_What to produce_.
Show every line of the entries below that contains the word "positive".

_Records supplied_.
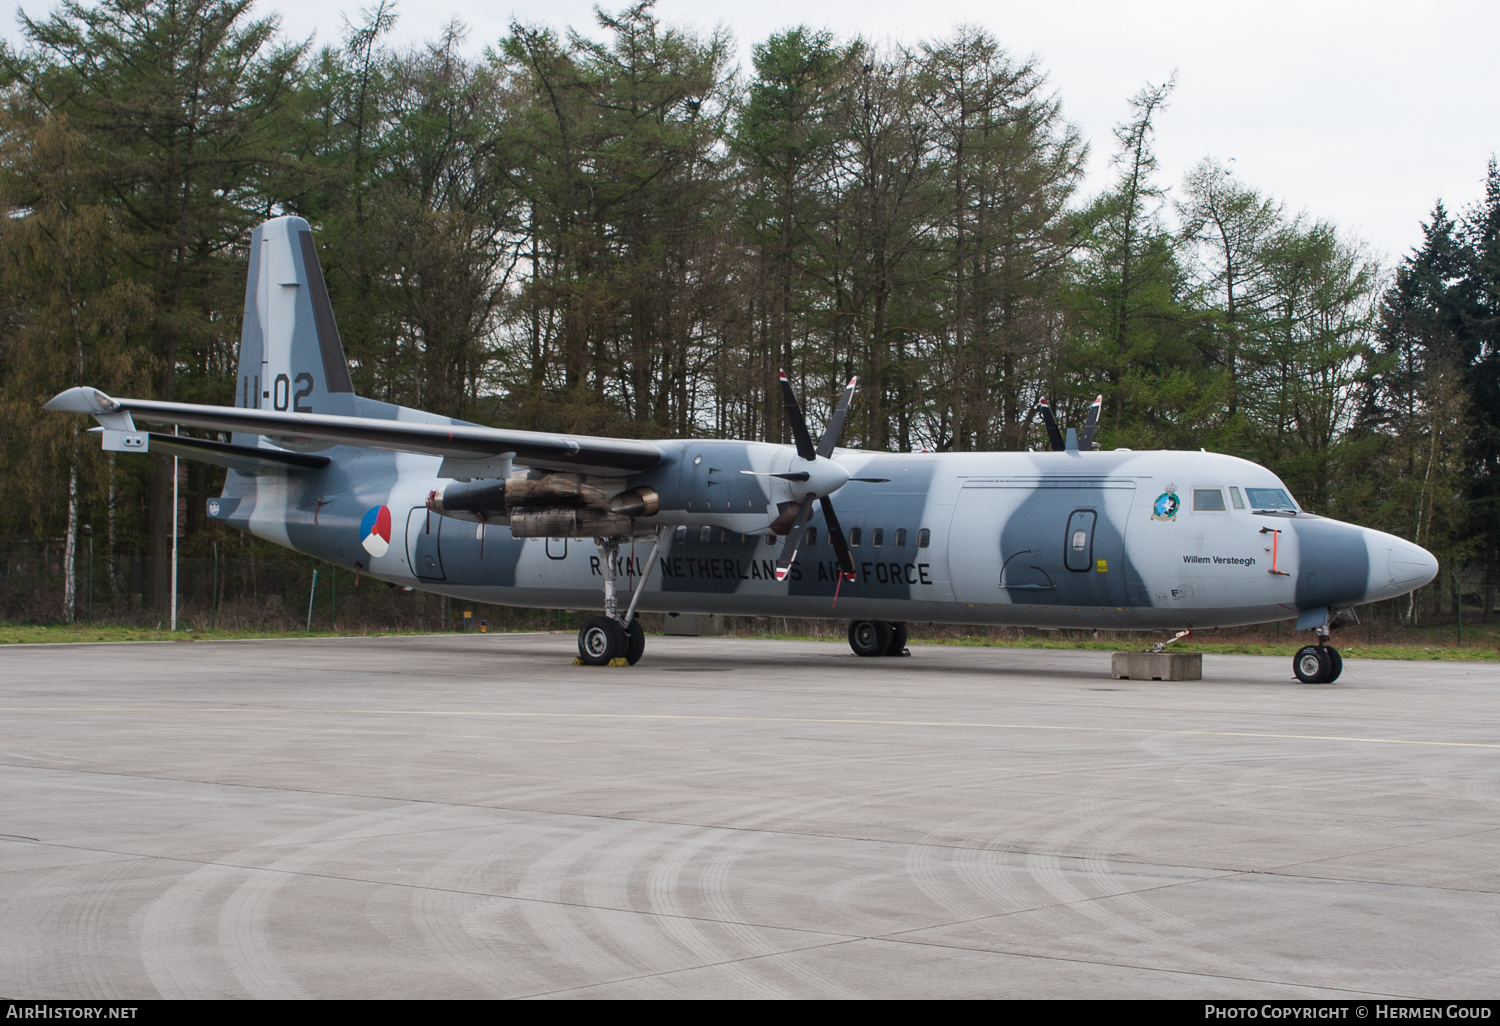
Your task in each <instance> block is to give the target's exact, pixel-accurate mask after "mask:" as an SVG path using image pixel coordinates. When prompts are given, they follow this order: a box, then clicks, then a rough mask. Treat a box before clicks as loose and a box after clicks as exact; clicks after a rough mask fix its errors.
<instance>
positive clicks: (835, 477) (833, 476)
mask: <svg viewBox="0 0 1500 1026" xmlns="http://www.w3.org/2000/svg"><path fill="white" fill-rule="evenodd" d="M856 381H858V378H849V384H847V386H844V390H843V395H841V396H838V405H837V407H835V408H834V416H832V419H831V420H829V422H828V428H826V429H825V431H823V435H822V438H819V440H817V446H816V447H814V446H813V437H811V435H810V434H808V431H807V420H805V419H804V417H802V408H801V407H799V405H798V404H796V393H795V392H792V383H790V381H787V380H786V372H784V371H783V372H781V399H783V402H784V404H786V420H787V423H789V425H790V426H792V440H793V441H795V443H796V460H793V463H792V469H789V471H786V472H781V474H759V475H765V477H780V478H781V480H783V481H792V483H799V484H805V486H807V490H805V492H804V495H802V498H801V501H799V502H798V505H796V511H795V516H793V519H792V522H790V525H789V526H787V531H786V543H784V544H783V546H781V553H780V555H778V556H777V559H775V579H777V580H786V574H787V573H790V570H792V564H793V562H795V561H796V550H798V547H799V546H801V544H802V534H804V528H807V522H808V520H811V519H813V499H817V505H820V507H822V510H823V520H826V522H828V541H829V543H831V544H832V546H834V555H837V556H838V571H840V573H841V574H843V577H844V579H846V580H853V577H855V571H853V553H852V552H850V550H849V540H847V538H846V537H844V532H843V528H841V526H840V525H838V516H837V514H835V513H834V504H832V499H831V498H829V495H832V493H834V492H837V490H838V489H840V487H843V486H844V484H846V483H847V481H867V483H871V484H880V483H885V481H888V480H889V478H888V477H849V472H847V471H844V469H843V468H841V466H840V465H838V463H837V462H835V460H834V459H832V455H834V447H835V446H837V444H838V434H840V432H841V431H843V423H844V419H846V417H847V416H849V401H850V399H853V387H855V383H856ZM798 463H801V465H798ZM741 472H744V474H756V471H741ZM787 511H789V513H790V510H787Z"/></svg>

...

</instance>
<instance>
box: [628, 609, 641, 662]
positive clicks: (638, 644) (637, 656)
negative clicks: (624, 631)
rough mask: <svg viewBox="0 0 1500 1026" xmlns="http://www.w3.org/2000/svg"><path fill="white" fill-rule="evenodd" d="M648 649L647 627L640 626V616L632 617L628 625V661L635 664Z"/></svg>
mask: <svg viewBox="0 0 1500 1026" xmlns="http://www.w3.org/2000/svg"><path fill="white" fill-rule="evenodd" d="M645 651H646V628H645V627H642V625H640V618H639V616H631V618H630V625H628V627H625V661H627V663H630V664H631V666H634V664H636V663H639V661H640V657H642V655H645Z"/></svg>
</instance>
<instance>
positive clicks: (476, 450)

--

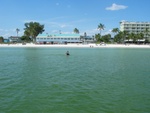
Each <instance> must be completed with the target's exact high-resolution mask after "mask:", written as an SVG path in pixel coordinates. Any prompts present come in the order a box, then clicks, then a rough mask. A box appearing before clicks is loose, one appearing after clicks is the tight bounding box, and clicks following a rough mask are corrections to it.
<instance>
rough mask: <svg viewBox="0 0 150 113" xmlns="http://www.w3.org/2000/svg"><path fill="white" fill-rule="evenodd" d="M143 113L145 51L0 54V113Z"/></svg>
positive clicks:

_Response for this exercise_.
positive clicks: (835, 477) (833, 476)
positive clicks: (638, 644) (637, 656)
positive clicks: (476, 450)
positive clicks:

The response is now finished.